33 Stradale
Vladimir Pajevic
Premiato - "Premiazione dei Campioni Alfa Romeo 2016" Scuderia del Portello
Copyright Robert B. Little 2016
Base della 33 stradale era il telaio della 33 da competizione (105.33 Fléron).
Avveniristico telaio di chiara ispirazione aeronautica, composto da due grossi tubi in magnesio rivettato (20 cm di diametro) collegati insieme trasversalmente a forma di “H” irregolare.
I due tubi laterali fungevano da serbatoi per il combustibile per cui la stabilità dell'auto non variava in funzione del livello del combustibile nei serbatoi.
Due sub-strutture realizzate in Electron erano state fissate alle estremità del telaio. Quella anteriore, fusa d’un pezzo, ospitava le sospensioni, scatola sterzo e la pedaliera, mentre la struttura che portava il gruppo motore-cambio, era composta da due bracci tubolari che erano fissati direttamente ai tubi del telaio.

▸ **Voci mostrate**
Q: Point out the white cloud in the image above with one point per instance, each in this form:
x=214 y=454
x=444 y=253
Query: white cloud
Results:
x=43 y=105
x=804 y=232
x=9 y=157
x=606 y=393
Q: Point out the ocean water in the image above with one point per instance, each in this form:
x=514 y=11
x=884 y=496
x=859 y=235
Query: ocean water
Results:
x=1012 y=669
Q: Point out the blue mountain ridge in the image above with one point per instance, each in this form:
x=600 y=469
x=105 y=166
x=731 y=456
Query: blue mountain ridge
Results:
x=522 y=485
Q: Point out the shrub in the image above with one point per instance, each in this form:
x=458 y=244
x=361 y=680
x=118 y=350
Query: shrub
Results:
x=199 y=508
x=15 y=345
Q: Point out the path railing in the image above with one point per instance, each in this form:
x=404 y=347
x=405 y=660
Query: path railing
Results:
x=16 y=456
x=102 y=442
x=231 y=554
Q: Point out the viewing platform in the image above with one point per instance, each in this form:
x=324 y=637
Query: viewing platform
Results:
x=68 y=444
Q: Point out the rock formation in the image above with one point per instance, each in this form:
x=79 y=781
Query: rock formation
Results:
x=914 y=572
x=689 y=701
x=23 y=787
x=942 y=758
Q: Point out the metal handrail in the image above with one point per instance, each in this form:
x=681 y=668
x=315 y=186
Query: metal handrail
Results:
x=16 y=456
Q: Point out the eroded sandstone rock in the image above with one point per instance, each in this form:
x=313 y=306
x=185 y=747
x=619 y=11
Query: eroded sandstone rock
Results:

▸ **Compiti da svolgere**
1 – Nel testo sulla 33 Stradale, riscrivi il passo da "Due sub-strutture realizzate" fino a "tubi del telaio." compreso, sostituendo "Electron" con "lega di magnesio".
2 – Prosegui il testo sulla 33 Stradale a partire dal punto in cui termina.
Le voci non hanno alcun legame con il testo sulla 33 Stradale.

▸ **Risultati per compito**
1 –
Due sub-strutture realizzate in lega di magnesio erano state fissate alle estremità del telaio. Quella anteriore, fusa d’un pezzo, ospitava le sospensioni, scatola sterzo e la pedaliera, mentre la struttura che portava il gruppo motore-cambio, era composta da due bracci tubolari che erano fissati direttamente ai tubi del telaio.

2 –
La parte centrale in magnesio è stata prodotta dalla piccola fabbrica Aeronautica Sicula di Palermo, mentre le strutture in Electron furono maestramene fuse dalla Campagnolo di Vicenza.
Luraghi (all'epoca Amministratore Delegato di Alfa Romeo), entusiasta del successo, ottenuto alla prima apparizione della vettura da lui così a lungo desiderata, voleva ad ogni costo realizzare una piccola serie di Gran Turismo, basate sul progetto della T-33, per consolidare l’immagine del marchio e ritagliare il posto d’onore fra le “Dream car” che dominavano le fiere dell’automobile.
Era di nuovo Ing. Chiti “il mago incaricato” a realizzare anche questo sogno.
Ing. Chiti poi, da parte sua, scelse Franco Scaglione, un altro indiscusso genio italiano capace di creare le più belle carrozzerie al mondo. Scaglione, rampollo della vecchia nobiltà toscana, uomo estroverto e di indubbio fascino, era considerato un arbitro nel campo del design (non solo dell’automobile), ed alcune sue creazioni, già erano contemplate come opere d’arte.
Osservando alcuni dei suoi disegni preliminari, Luraghi scelse uno di rara bellezza, e disse semplicemente:
“Facciamo questa”.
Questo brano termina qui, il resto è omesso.